Data extracted from a collection
__________

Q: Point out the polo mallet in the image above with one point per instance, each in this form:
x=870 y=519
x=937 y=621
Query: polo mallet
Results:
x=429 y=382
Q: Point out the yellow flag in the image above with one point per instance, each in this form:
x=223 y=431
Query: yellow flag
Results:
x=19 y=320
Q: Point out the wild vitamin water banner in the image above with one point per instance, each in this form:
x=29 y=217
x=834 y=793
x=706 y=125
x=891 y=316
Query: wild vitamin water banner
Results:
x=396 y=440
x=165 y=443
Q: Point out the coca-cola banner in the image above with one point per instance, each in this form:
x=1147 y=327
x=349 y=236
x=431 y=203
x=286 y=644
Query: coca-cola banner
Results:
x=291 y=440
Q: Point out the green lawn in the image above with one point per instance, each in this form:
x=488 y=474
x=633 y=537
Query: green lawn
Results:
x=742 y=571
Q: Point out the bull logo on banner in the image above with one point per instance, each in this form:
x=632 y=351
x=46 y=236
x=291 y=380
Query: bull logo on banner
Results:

__________

— Directions —
Format every line of the records as a Markdown table with the columns "n" and "Line", numbering the rows in order and omitting blank lines.

— Written solution —
| n | Line |
|---|---|
| 1 | Q: Point out the polo mallet in the image above with one point per instance, each in this form: |
| 2 | x=870 y=519 |
| 3 | x=937 y=621 |
| 4 | Query: polo mallet |
| 5 | Results: |
| 6 | x=429 y=382 |
| 7 | Q: Point out the yellow flag in the image above with one point per instance, each in this form: |
| 8 | x=223 y=431 |
| 9 | Query: yellow flag |
| 10 | Results: |
| 11 | x=19 y=320 |
| 12 | Q: Point out the wild vitamin water banner in the image above with one point per instance, each in this form: |
| 13 | x=29 y=217 |
| 14 | x=834 y=793 |
| 15 | x=706 y=125 |
| 16 | x=891 y=316 |
| 17 | Query: wild vitamin water banner |
| 18 | Results: |
| 19 | x=396 y=440 |
| 20 | x=165 y=443 |
| 21 | Q: Point out the coca-cola banner in the image above with one point per instance, each in this form: |
| 22 | x=1147 y=327 |
| 23 | x=349 y=236 |
| 24 | x=431 y=203 |
| 25 | x=286 y=644 |
| 26 | Query: coca-cola banner |
| 27 | Results: |
| 28 | x=291 y=440 |
| 29 | Q: Point out the green lawn in the image above with one point per instance, each in this form: |
| 30 | x=488 y=474 |
| 31 | x=633 y=537 |
| 32 | Query: green lawn |
| 33 | Results: |
| 34 | x=742 y=571 |
| 35 | Q: Point out the bull logo on banner in the image above with one point per instance, each in this form: |
| 36 | x=632 y=351 |
| 37 | x=46 y=236 |
| 38 | x=291 y=380 |
| 39 | Query: bull logo on banner |
| 40 | Results: |